PROVIDED RECORDS Block Start
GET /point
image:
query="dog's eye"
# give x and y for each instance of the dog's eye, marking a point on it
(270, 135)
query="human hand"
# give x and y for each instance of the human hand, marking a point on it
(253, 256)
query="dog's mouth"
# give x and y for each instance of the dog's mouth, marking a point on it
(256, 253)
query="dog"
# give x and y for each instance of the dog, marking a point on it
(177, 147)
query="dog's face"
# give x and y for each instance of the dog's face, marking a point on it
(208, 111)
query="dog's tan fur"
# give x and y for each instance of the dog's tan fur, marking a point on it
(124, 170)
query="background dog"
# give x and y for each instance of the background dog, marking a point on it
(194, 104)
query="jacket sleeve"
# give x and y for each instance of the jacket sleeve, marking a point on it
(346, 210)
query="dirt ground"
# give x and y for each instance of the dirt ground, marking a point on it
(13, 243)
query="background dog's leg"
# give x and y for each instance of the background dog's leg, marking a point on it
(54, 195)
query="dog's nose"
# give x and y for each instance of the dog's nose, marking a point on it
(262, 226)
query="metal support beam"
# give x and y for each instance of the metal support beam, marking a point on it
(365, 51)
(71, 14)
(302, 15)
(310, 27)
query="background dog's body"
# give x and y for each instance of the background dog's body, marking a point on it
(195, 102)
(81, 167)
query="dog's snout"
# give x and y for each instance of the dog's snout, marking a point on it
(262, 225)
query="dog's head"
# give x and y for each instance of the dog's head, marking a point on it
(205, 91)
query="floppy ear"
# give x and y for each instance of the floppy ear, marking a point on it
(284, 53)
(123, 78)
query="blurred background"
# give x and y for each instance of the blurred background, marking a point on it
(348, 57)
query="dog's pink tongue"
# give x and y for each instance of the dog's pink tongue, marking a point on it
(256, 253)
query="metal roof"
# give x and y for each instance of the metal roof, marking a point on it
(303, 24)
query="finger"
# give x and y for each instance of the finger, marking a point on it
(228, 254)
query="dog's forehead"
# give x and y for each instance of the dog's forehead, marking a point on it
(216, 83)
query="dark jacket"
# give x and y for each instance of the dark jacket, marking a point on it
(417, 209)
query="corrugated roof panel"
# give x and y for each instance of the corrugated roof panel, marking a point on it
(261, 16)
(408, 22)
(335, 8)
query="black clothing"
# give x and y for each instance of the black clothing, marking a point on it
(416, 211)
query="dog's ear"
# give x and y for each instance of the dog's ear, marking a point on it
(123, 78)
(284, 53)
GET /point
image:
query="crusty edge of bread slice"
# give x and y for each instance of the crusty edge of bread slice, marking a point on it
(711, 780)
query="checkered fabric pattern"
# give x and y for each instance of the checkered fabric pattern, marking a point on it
PROVIDED RECORDS Block End
Starting at the first line and ending at the last, retype the entries above.

GET /point
image:
query="dog's eye"
# give x and y for each instance of the dog's eye, marking a point on it
(270, 135)
query="human hand"
# give x and y for each instance of the human hand, marking a point on it
(253, 256)
query="dog's mouth"
# give x and y for each instance of the dog's mouth, marking a point on it
(256, 253)
query="dog"
# give x and y for each instance of the dog, marking a point on it
(177, 147)
query="dog's face"
# give x and y for each instance of the dog's face, marking a point on it
(208, 111)
query="dog's tan fur"
# give x and y for each instance of the dog's tan fur, marking a point on it
(124, 170)
query="background dog"
# give x and y for each instance of the background dog, marking a point on it
(194, 104)
query="jacket sleeve"
# give x and y for each instance of the jacket sleeve, marking a point on it
(346, 210)
query="dirt ground"
# give x and y for each instance of the dirt ground, marking a point on it
(13, 243)
query="background dog's leg"
# give x and y for each instance of the background dog's leg, marking a point on it
(54, 195)
query="dog's nose"
# give x and y for each instance of the dog's nose, marking a point on it
(262, 226)
query="metal support beam"
# give x and y for each instance of the metal support beam, marking a point on it
(365, 51)
(71, 14)
(302, 15)
(310, 27)
query="background dog's body"
# give x and y for each instance of the background dog's body, marking a point on it
(195, 102)
(81, 167)
query="dog's snout"
# give x and y for each instance of the dog's snout, marking a point on it
(262, 225)
query="dog's head"
# give x and y for each instance of the dog's head, marking a point on it
(205, 91)
query="floppy ear"
# give x and y for each instance of the floppy ear, marking a point on it
(284, 53)
(123, 78)
query="blurred background"
# give x and y for each instance of the blurred background, marking a point on it
(348, 57)
query="dog's pink tongue"
# give x and y for each instance of the dog's pink tongue, marking a point on it
(256, 253)
query="metal roof"
# give x and y for each instance of the metal roof, marking a point on it
(303, 24)
query="finger"
# give x and y for each instance of the finger, marking a point on it
(228, 254)
query="dog's forehead"
# give x and y for each instance of the dog's forehead, marking a point on it
(216, 83)
query="dark jacket"
# give x and y for each instance of the dark jacket, marking a point on it
(417, 209)
query="corrugated roof panel"
# give x and y for each instance of the corrugated roof panel, marking a point on it
(261, 16)
(408, 22)
(335, 8)
query="black clothing"
# give x and y for each instance of the black clothing, marking a point on it
(416, 211)
query="dog's ear"
# give x and y for each instance of the dog's ear, marking a point on it
(123, 78)
(284, 53)
GET /point
image:
query="crusty edge of bread slice"
# give x and y for each instance of the crusty edge of bread slice, marking a point on it
(711, 780)
query="checkered fabric pattern"
# give x and y for each instance of the checkered fabric pattern, marking a point on it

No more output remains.